[Exercise directions] Gather every line in the data that contains the string "twig" and list them. Treat case as significant, so only exact-case matches count.

[The records]
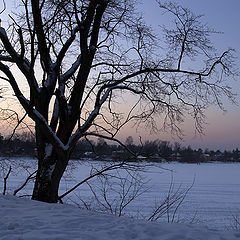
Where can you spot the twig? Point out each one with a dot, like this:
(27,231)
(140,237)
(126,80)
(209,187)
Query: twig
(5,181)
(25,183)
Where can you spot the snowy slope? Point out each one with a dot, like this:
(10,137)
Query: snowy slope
(25,219)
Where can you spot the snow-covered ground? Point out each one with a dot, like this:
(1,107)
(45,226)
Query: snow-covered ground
(24,219)
(213,200)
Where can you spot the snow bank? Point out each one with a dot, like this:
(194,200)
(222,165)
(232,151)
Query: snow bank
(31,220)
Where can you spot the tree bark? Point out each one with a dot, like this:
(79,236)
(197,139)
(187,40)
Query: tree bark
(49,174)
(52,163)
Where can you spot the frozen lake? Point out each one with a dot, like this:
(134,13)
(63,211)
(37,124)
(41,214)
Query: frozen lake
(213,199)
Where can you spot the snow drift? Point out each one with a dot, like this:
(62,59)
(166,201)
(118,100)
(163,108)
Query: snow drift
(31,220)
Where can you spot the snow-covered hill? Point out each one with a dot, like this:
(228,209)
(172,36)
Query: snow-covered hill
(31,220)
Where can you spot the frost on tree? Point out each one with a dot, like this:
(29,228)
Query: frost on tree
(79,58)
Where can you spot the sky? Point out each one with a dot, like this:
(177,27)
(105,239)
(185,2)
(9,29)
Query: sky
(222,130)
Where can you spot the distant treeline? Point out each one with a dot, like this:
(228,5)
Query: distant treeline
(157,150)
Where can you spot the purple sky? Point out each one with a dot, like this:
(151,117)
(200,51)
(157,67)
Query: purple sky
(223,129)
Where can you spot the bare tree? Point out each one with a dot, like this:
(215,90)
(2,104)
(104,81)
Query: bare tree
(78,58)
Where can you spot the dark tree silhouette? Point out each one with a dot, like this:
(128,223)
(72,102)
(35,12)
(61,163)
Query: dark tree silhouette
(78,59)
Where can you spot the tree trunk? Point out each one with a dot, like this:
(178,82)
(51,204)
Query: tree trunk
(49,174)
(52,163)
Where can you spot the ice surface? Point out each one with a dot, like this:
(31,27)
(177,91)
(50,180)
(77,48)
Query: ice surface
(27,220)
(212,201)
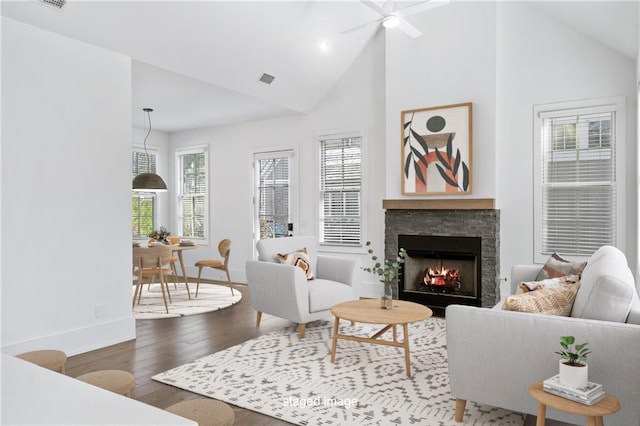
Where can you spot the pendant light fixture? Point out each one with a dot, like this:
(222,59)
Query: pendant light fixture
(148,182)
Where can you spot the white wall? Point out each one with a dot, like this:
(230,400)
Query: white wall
(356,102)
(453,62)
(542,61)
(66,146)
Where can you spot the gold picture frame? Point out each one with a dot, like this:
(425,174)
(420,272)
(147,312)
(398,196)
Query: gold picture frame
(436,150)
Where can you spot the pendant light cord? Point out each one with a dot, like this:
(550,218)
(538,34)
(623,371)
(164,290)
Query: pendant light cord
(148,111)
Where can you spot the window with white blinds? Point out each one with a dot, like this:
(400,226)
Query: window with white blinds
(272,193)
(193,191)
(578,182)
(143,204)
(340,191)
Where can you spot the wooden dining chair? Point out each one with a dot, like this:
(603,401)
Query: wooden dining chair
(153,263)
(224,248)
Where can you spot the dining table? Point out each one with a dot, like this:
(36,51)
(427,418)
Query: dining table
(175,248)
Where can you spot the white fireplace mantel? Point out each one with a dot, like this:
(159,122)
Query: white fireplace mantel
(440,204)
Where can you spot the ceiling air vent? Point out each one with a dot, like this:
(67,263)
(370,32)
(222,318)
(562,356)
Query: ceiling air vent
(266,78)
(55,3)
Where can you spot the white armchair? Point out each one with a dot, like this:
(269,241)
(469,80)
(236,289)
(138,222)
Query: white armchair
(283,290)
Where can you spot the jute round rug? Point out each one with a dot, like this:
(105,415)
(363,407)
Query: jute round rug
(211,297)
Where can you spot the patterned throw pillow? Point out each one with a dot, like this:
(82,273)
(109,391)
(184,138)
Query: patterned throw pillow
(300,259)
(527,286)
(559,267)
(550,301)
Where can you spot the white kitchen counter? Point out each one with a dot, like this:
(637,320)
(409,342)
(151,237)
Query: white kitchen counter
(32,395)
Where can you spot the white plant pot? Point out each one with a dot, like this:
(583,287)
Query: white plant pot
(573,376)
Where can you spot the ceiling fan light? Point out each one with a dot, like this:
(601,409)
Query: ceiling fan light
(391,21)
(149,182)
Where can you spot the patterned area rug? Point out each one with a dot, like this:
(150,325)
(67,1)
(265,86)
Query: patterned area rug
(292,379)
(211,297)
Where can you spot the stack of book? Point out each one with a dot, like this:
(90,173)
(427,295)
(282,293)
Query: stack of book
(588,395)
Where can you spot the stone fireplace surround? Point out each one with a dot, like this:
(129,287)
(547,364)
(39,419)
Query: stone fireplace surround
(452,217)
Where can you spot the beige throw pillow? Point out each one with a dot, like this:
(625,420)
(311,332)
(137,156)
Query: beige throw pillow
(556,267)
(300,259)
(527,286)
(551,301)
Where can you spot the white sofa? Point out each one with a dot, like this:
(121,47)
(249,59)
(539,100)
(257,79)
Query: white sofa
(494,355)
(284,291)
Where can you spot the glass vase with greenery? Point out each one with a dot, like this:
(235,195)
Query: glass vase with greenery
(388,272)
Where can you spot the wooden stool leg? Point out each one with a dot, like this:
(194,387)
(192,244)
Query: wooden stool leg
(198,282)
(594,421)
(407,353)
(542,414)
(229,281)
(335,339)
(460,404)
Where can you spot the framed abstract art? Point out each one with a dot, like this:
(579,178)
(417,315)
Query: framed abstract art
(436,150)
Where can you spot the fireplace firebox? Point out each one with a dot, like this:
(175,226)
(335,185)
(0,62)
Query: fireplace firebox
(440,270)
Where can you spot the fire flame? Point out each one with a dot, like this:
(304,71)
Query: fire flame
(441,276)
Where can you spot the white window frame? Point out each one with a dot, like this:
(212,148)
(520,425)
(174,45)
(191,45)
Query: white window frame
(199,149)
(342,134)
(615,104)
(154,195)
(290,153)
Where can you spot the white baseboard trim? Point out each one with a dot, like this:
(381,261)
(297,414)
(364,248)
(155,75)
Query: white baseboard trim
(80,340)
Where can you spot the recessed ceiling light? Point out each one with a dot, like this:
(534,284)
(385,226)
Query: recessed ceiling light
(266,78)
(390,21)
(55,3)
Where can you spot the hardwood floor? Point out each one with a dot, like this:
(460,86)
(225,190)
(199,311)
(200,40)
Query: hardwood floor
(167,343)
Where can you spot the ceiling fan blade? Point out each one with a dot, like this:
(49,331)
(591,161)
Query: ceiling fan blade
(409,29)
(357,27)
(372,5)
(421,7)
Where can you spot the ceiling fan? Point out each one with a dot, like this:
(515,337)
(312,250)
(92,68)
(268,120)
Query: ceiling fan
(391,16)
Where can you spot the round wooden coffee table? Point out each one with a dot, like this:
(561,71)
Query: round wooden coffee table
(369,311)
(608,405)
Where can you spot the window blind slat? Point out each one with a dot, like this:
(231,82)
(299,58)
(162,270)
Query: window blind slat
(273,196)
(340,188)
(578,183)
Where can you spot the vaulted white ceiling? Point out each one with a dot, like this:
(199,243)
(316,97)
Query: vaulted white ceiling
(197,63)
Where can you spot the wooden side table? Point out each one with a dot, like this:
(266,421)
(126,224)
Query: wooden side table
(608,405)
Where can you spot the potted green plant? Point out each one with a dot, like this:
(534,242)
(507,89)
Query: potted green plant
(160,235)
(388,272)
(574,370)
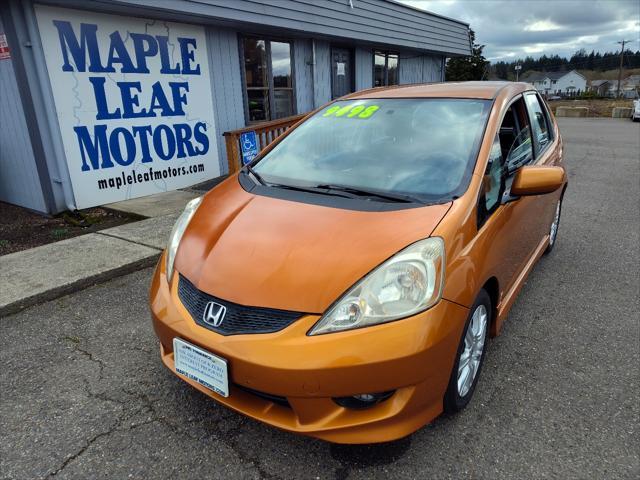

[Exercise solution]
Where can you spot the twig? Point out each one with a dot, like this:
Query: twig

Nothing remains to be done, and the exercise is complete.